## EXTRACTO DEL TEXTO
========================
Contentos con el logro y elaborando varias hipótesis de por qué no juntamos más,
nos dirigimos a un campo de maleza corta donde pastaban plácidamente vacas y
caballos que nos daban paso a medida que avanzábamos.
Gabriel
enseñó cómo orientarnos con el sol, calcular distancias, cómo saber los puntos
cardinales con la sombra de un palito clavado en el piso. Ejercicios y más
ejercicios bajo un sol que me hizo ponerme el buzo en la cabeza para no
insolarme. Escuché por ahí que parecía una terrorista.
La
próxima actividad fue cerca del mediodía y era sobre señalamiento y llamadas de
auxilio con espejo y paracaídas. Ya estábamos cansados.
Hicimos
letras en el piso –la F
significa necesidad de comida- La hicimos y Gabriel aceptó que todos estábamos
hambrientos.
========================
Entradas tomadas de una colección

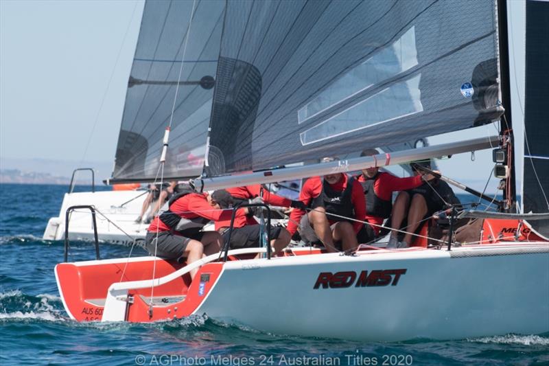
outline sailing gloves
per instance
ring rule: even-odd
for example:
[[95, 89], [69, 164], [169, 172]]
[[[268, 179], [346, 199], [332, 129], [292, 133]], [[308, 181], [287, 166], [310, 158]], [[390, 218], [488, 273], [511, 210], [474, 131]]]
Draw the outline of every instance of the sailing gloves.
[[292, 201], [292, 203], [290, 205], [290, 207], [294, 209], [303, 209], [303, 211], [305, 211], [305, 209], [307, 208], [307, 206], [305, 205], [305, 203], [301, 201]]

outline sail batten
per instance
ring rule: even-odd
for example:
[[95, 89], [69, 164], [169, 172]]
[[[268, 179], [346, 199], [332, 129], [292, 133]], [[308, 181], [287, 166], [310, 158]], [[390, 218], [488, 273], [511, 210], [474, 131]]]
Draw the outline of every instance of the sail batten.
[[412, 148], [384, 153], [375, 157], [361, 157], [329, 163], [281, 168], [260, 172], [242, 172], [225, 176], [203, 178], [194, 181], [199, 190], [218, 190], [256, 183], [270, 183], [291, 181], [303, 177], [344, 173], [373, 167], [404, 164], [447, 155], [459, 154], [491, 148], [497, 145], [499, 136], [480, 137], [469, 141], [451, 142], [441, 145]]
[[147, 2], [113, 178], [156, 175], [176, 87], [171, 177], [269, 169], [491, 122], [503, 111], [494, 1], [200, 1], [185, 59], [193, 3]]
[[[527, 0], [524, 104], [523, 211], [549, 211], [549, 2]], [[549, 238], [549, 220], [529, 222], [539, 234]]]
[[224, 169], [209, 176], [401, 144], [503, 112], [493, 1], [262, 3], [227, 4], [210, 124]]

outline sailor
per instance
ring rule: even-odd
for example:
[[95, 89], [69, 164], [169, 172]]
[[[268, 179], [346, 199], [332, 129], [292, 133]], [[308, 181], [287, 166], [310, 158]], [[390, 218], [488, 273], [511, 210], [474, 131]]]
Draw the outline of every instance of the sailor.
[[[139, 216], [135, 219], [135, 223], [140, 224], [143, 221], [145, 224], [150, 224], [158, 213], [160, 207], [168, 201], [174, 194], [176, 185], [176, 182], [164, 182], [161, 184], [150, 184], [149, 185], [149, 192], [147, 194], [147, 197], [143, 203], [141, 207], [141, 211]], [[145, 213], [150, 207], [150, 213], [143, 220]]]
[[[222, 238], [217, 231], [203, 231], [210, 220], [231, 219], [232, 211], [215, 207], [207, 193], [196, 193], [191, 187], [180, 187], [168, 203], [169, 209], [154, 218], [148, 229], [145, 247], [150, 253], [168, 259], [187, 258], [187, 264], [218, 253]], [[247, 210], [237, 211], [235, 221], [246, 221]], [[194, 278], [198, 269], [190, 273]]]
[[[299, 222], [299, 233], [305, 242], [320, 241], [329, 252], [358, 246], [356, 234], [363, 226], [366, 203], [362, 187], [356, 179], [342, 173], [311, 177], [301, 187], [299, 201], [310, 211], [292, 211], [288, 225], [290, 233], [296, 233]], [[340, 242], [342, 247], [336, 247]]]
[[[379, 154], [375, 149], [364, 150], [361, 157]], [[384, 219], [390, 216], [393, 209], [393, 192], [411, 190], [419, 187], [425, 180], [434, 179], [432, 174], [414, 175], [400, 178], [386, 172], [379, 172], [377, 167], [362, 170], [356, 176], [362, 186], [366, 198], [365, 224], [357, 236], [360, 243], [366, 243], [375, 239], [379, 234]]]
[[[430, 161], [416, 161], [410, 164], [417, 176], [421, 175], [421, 167], [431, 168]], [[412, 235], [422, 222], [437, 211], [448, 208], [447, 206], [460, 205], [454, 191], [446, 182], [435, 179], [425, 182], [414, 189], [399, 193], [391, 215], [391, 229], [398, 229], [407, 218], [405, 224], [406, 233], [402, 241], [397, 240], [397, 231], [393, 231], [388, 248], [407, 248], [412, 243]]]
[[[219, 190], [212, 193], [211, 196], [219, 204], [220, 207], [223, 209], [230, 208], [248, 201], [265, 203], [275, 206], [305, 209], [305, 205], [301, 201], [291, 201], [274, 194], [259, 184]], [[246, 222], [235, 222], [233, 225], [229, 243], [231, 249], [254, 248], [261, 246], [259, 240], [261, 225], [253, 217], [255, 210], [253, 207], [250, 207], [250, 213], [248, 214]], [[224, 242], [226, 244], [229, 240], [230, 226], [230, 220], [215, 221], [215, 229], [222, 233]], [[274, 255], [280, 255], [282, 250], [290, 243], [291, 236], [288, 230], [279, 226], [271, 225], [270, 230], [270, 245], [274, 248]]]

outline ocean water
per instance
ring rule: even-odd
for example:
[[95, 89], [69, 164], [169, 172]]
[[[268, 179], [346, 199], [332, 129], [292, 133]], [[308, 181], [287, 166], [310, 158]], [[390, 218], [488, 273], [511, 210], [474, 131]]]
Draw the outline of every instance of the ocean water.
[[[63, 243], [41, 239], [66, 190], [0, 185], [1, 365], [549, 365], [549, 334], [364, 343], [270, 334], [202, 317], [77, 323], [63, 309], [54, 275]], [[89, 242], [71, 247], [93, 255]], [[101, 249], [104, 258], [128, 250]]]

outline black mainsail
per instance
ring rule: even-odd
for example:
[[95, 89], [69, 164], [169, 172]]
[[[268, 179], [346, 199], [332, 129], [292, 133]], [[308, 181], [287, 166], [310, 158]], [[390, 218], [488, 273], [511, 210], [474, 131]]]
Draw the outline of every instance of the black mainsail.
[[229, 1], [210, 133], [224, 170], [210, 172], [268, 169], [497, 119], [495, 5]]
[[165, 180], [491, 122], [495, 13], [495, 0], [147, 2], [110, 181], [154, 180], [170, 123]]
[[224, 8], [223, 1], [145, 3], [111, 182], [155, 179], [170, 120], [163, 178], [202, 173]]
[[[549, 211], [549, 2], [526, 1], [524, 212]], [[549, 220], [529, 222], [549, 238]]]

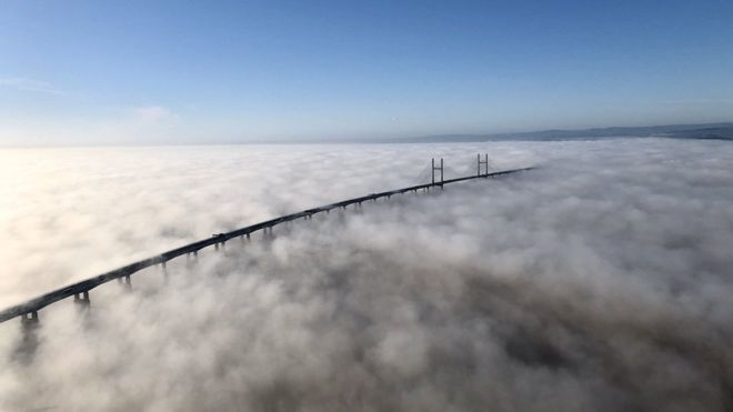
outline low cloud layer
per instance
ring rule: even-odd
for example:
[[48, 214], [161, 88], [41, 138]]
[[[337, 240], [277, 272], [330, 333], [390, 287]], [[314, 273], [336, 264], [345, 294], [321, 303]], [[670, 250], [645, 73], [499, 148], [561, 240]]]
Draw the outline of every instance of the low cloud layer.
========================
## ACCIONES REQUERIDAS
1. Según el extracto, ¿qué enseñó Gabriel? Enumera todo lo que se menciona.
2. ¿Cómo se traduce al inglés esta oración del extracto?: "La próxima actividad fue cerca del mediodía y era sobre señalamiento y llamadas de auxilio con espejo y paracaídas."
3. Imprime el pasaje del extracto que empieza en "Contentos con el" y termina en "Ya estábamos cansados.".
Estos registros provienen de otra fuente.

## LAS RESPUESTAS
1.
- Cómo orientarse con el sol
- Cómo calcular distancias
- Cómo saber los puntos cardinales con la sombra de un palito clavado en el piso

2. The next activity was around noon and was about signaling and distress calls with a mirror and a parachute.

3.
Contentos con el logro y elaborando varias hipótesis de por qué no juntamos más,
nos dirigimos a un campo de maleza corta donde pastaban plácidamente vacas y
caballos que nos daban paso a medida que avanzábamos.
Gabriel
enseñó cómo orientarnos con el sol, calcular distancias, cómo saber los puntos
cardinales con la sombra de un palito clavado en el piso. Ejercicios y más
ejercicios bajo un sol que me hizo ponerme el buzo en la cabeza para no
insolarme. Escuché por ahí que parecía una terrorista.
La
próxima actividad fue cerca del mediodía y era sobre señalamiento y llamadas de
auxilio con espejo y paracaídas. Ya estábamos cansados.